_Task instructions_. Rewrite every line of the data below as a JSON array of strings, one string per line, leaving out any blank lines.

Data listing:
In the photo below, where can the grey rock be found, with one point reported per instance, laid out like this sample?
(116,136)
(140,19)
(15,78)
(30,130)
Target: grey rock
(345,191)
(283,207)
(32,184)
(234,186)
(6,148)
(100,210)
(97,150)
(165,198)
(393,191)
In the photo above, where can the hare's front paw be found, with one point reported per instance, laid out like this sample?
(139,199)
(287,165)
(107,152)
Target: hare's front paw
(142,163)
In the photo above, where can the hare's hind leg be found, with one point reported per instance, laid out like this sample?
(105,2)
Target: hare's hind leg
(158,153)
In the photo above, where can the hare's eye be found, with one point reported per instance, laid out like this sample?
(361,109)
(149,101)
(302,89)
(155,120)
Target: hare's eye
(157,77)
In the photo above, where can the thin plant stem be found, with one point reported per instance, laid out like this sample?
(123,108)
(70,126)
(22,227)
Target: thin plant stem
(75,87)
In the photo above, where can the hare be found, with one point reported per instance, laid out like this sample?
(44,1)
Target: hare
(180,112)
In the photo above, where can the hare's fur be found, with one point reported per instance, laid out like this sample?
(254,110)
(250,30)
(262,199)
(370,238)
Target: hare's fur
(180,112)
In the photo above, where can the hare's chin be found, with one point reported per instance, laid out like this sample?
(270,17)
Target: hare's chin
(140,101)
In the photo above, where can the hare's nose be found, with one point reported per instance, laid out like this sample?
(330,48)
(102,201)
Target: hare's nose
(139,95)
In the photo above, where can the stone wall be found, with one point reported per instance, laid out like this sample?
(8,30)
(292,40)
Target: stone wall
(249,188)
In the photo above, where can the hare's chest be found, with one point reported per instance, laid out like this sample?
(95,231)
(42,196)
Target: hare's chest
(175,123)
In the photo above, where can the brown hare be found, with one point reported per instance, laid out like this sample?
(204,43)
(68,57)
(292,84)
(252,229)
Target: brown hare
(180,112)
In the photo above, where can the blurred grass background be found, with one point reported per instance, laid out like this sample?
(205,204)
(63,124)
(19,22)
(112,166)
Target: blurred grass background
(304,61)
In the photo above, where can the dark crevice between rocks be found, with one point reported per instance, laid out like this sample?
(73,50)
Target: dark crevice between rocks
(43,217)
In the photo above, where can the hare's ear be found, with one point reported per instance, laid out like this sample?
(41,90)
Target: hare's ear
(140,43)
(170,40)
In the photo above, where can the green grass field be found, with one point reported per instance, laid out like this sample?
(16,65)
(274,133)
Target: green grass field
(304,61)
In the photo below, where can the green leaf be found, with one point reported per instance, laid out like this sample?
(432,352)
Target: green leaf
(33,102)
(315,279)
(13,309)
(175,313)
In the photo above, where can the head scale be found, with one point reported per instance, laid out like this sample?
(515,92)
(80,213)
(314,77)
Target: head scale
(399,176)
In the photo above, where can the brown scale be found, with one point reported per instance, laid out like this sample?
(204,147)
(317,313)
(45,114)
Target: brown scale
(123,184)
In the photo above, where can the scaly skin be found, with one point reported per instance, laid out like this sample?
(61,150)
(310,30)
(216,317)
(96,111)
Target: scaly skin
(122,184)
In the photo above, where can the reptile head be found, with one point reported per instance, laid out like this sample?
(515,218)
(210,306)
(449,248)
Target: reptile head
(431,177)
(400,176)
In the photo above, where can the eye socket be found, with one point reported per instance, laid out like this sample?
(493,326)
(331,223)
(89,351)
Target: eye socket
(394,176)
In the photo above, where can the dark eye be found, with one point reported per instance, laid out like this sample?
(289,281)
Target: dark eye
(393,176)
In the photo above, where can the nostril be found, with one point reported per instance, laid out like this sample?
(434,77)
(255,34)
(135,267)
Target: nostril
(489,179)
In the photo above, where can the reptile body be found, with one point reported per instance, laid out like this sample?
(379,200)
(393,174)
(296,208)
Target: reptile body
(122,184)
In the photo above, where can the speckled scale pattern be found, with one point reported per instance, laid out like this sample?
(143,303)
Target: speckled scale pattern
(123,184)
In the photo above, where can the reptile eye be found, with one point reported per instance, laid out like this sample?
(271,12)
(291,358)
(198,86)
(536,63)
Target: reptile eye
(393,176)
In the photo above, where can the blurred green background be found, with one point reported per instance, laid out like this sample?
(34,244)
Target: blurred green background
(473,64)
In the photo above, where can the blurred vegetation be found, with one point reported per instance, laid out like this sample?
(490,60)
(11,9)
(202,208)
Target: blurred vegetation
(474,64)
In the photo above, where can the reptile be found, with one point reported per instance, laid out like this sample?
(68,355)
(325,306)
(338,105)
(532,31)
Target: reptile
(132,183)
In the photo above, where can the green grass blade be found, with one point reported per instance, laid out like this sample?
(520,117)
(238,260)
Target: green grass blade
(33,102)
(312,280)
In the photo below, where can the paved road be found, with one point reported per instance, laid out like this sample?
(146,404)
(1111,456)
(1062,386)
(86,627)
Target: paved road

_Result of the exercise_.
[
  "In the photo below, where can the grey rock be found, with one point reported per instance, laid out like this sample?",
  "(116,136)",
  "(140,19)",
  "(15,78)",
  "(30,130)",
  "Target: grey rock",
  "(345,191)",
  "(283,207)",
  "(32,184)",
  "(234,186)",
  "(6,148)",
  "(100,210)",
  "(97,150)",
  "(165,198)",
  "(393,191)",
  "In the photo above, where can the hare's front paw be found, with one point reported per instance, laid out like this sample?",
  "(139,199)",
  "(287,165)",
  "(107,152)",
  "Target: hare's front paw",
  "(142,163)",
  "In the photo above, where can the hare's hind leg be found, with one point reported per instance, laid out like this sample?",
  "(105,2)",
  "Target: hare's hind leg",
  "(158,153)",
  "In the photo above, where can the hare's eye be found, with one point reported per instance, laid out like this sample?",
  "(361,109)",
  "(149,101)",
  "(302,89)",
  "(155,120)",
  "Target: hare's eye",
  "(157,77)",
  "In the photo above, where can the thin plant stem be found, with one point reported per instance, laid out like this sample?",
  "(123,108)",
  "(70,126)",
  "(22,227)",
  "Target: thin plant stem",
  "(75,87)",
  "In the photo above, where can the hare be found, with one point reported per instance, laid out like this sample?",
  "(44,1)",
  "Target: hare",
  "(180,112)",
  "In the photo above, where can the hare's fur be found, with one point reported per instance, laid out like this sample?",
  "(254,110)",
  "(250,30)",
  "(262,199)",
  "(370,238)",
  "Target: hare's fur",
  "(180,112)",
  "In the photo above, where can the hare's chin be found, with one point reported per instance, laid out like this sample?",
  "(270,17)",
  "Target: hare's chin",
  "(140,101)",
  "In the photo above, where can the hare's nose be found, with one point reported per instance, laid out like this sample?",
  "(330,48)",
  "(102,201)",
  "Target: hare's nose",
  "(139,95)",
  "In the photo above, where can the stone wall be found, with one point reported per instance, laid out like this sample?",
  "(8,30)",
  "(292,40)",
  "Target: stone wall",
  "(249,188)",
  "In the photo above, where can the hare's chest be found, with one point reported per instance, laid out like this sample?",
  "(95,231)",
  "(42,196)",
  "Target: hare's chest",
  "(175,123)",
  "In the photo above, where can the brown hare be found, with one point reported per instance, laid out like this sample?",
  "(204,43)",
  "(68,57)",
  "(292,84)",
  "(252,229)",
  "Target: brown hare",
  "(180,112)",
  "In the photo above, where can the blurred grass background be found, with one point reported per instance, laid out like this sample?",
  "(205,204)",
  "(63,124)",
  "(19,22)",
  "(112,166)",
  "Target: blurred grass background",
  "(304,61)",
  "In the photo above, where can the dark crevice between rocks be found, with one point reported per instance, laid out like this sample?",
  "(73,50)",
  "Target: dark crevice between rocks",
  "(43,217)",
  "In the photo above, where can the hare's ear be found, with one point reported per instance, laid out like this sample?",
  "(41,90)",
  "Target: hare's ear",
  "(140,43)",
  "(170,40)",
  "In the photo above, where can the green grass field be found, with one point reported per instance, laid out like this sample?",
  "(16,65)",
  "(274,133)",
  "Target: green grass field",
  "(304,61)",
  "In the photo below, where can the green leaf be found, with one point reported per instance, laid out like this sample?",
  "(432,352)",
  "Target: green leaf",
  "(33,102)",
  "(315,279)",
  "(13,309)",
  "(175,313)",
  "In the photo above, where can the head scale be found, with one point reported per instance, laid out like this sample?",
  "(515,92)",
  "(80,213)",
  "(314,77)",
  "Target: head scale",
  "(399,176)",
  "In the photo above, where can the brown scale be found, with one point reported per instance, laid out like this sample?",
  "(204,147)",
  "(317,313)",
  "(45,114)",
  "Target: brown scale",
  "(123,184)",
  "In the photo above, where can the scaly skin be found, with one point reported per instance, laid out like this sample?",
  "(61,150)",
  "(310,30)",
  "(216,317)",
  "(96,111)",
  "Target: scaly skin",
  "(122,184)",
  "In the photo above, where can the reptile head be found, with one point reported per instance, laid out like this sample?",
  "(515,218)",
  "(210,306)",
  "(449,248)",
  "Target: reptile head",
  "(431,177)",
  "(400,176)",
  "In the photo above, where can the eye socket be found, with one point reported per instance, laid out like this sample?",
  "(493,326)",
  "(331,223)",
  "(89,351)",
  "Target: eye socket",
  "(394,176)",
  "In the photo above, where can the dark eye be found, with one point reported per instance, laid out like this sample?",
  "(289,281)",
  "Target: dark eye",
  "(393,176)",
  "In the photo above, where can the nostril be found, with one point reported per instance, laid out like this sample?",
  "(434,77)",
  "(255,34)",
  "(135,267)",
  "Target: nostril",
  "(489,179)",
  "In the photo above, where can the reptile body be found, with one point reported per instance, laid out like this sample?",
  "(379,200)",
  "(393,174)",
  "(296,208)",
  "Target: reptile body",
  "(122,184)",
  "In the photo above, where can the speckled scale pattern be found, with one point reported per instance, laid out like this sample?",
  "(143,303)",
  "Target: speckled scale pattern",
  "(123,184)",
  "In the photo above, where can the reptile eye be found, with one point reported per instance, laid out like this sample?",
  "(271,12)",
  "(291,358)",
  "(198,86)",
  "(536,63)",
  "Target: reptile eye",
  "(393,176)",
  "In the photo above, where can the blurred green background be found, with one point reported per instance, laid out like this sample?",
  "(34,244)",
  "Target: blurred green background",
  "(473,64)",
  "In the photo above, where can the blurred vegetation be found, with one point reported per instance, laid out like this sample?",
  "(490,60)",
  "(11,9)",
  "(202,208)",
  "Target: blurred vegetation",
  "(474,64)",
  "In the photo above, where can the reptile be found, with one point reported per instance, laid out like this sample?",
  "(68,355)",
  "(325,306)",
  "(338,105)",
  "(532,31)",
  "Target: reptile",
  "(132,183)",
  "In the photo above, where can the green grass blade be found, with one point reported per instance, laid out like this sample?",
  "(520,117)",
  "(238,260)",
  "Target: green grass blade",
  "(33,102)",
  "(312,280)",
  "In the photo below, where can the paved road be found, with one point reported per instance, laid out like this sample?",
  "(146,404)",
  "(1111,456)",
  "(1062,386)",
  "(86,627)",
  "Target: paved road"
]